=== ROWS ===

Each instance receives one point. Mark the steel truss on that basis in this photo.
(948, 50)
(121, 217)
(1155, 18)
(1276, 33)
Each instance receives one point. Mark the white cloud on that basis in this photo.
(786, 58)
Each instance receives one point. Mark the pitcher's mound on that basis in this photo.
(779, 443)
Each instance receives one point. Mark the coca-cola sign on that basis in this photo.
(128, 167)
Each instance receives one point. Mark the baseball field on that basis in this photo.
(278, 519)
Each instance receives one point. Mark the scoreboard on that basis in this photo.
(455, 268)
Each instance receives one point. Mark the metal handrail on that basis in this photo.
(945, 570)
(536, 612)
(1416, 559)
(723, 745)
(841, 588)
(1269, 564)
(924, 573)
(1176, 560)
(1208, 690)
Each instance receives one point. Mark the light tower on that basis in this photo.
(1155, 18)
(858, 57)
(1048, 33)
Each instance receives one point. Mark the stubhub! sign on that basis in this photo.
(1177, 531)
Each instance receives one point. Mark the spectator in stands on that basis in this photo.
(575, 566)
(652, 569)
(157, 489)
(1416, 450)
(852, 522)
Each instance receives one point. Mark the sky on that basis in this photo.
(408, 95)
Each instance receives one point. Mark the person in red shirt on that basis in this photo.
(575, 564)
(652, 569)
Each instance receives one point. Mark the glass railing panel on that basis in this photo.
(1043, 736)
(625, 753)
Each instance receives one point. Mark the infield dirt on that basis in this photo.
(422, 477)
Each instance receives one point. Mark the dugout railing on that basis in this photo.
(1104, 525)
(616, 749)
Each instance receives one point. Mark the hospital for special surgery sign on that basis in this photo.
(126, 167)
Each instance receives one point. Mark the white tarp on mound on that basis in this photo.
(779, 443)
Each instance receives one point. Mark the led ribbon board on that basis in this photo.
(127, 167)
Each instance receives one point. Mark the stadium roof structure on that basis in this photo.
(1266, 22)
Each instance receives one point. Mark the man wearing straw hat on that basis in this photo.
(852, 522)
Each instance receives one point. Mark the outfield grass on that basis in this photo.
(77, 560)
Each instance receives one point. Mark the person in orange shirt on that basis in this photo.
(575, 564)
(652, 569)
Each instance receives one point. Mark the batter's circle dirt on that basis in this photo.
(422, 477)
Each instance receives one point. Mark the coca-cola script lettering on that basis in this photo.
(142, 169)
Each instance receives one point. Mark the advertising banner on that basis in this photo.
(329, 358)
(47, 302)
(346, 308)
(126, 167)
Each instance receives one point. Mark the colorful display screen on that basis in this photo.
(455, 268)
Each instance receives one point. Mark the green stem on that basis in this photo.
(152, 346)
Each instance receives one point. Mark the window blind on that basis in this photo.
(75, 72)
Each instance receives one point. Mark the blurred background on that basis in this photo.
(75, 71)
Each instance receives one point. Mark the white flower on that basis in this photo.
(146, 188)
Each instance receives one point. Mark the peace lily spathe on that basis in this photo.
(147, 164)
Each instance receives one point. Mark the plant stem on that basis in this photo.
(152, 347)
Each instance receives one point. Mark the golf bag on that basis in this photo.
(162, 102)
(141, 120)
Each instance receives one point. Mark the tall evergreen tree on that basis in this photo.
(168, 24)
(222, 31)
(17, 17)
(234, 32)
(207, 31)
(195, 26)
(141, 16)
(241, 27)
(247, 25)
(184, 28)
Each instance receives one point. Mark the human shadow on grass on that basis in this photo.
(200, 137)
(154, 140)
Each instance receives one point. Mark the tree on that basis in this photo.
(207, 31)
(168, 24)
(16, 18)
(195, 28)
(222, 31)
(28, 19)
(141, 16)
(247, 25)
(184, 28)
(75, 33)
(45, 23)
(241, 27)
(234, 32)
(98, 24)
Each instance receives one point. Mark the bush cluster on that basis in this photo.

===

_WORK INSTRUCTIONS_
Copy the items from the line containing "Each instance receives one point. Mark the coca-cola sign" through the line containing "(1177, 531)", swapping "metal handrail" for "steel handrail" and leaving everything else unchanged.

_CORRECT ANSWER_
Each instance receives one point. Mark the coca-cola sign on that basis in this photo.
(128, 167)
Each instance receives one point. Mark the baseball field on that basis in this photo.
(278, 519)
Each instance receives one point. Mark the scoreboard on that basis in this photo.
(455, 268)
Each instance receives one point. Mark the steel handrail on that basis in this photo.
(945, 570)
(536, 612)
(1416, 559)
(723, 745)
(841, 588)
(1269, 564)
(924, 573)
(1176, 560)
(1208, 690)
Each instance receives one point. Mark the light tower on that basis in this photo.
(1155, 18)
(858, 57)
(1048, 33)
Each instance receives one point. Mark the stubhub! sign on that basis in this photo.
(1177, 531)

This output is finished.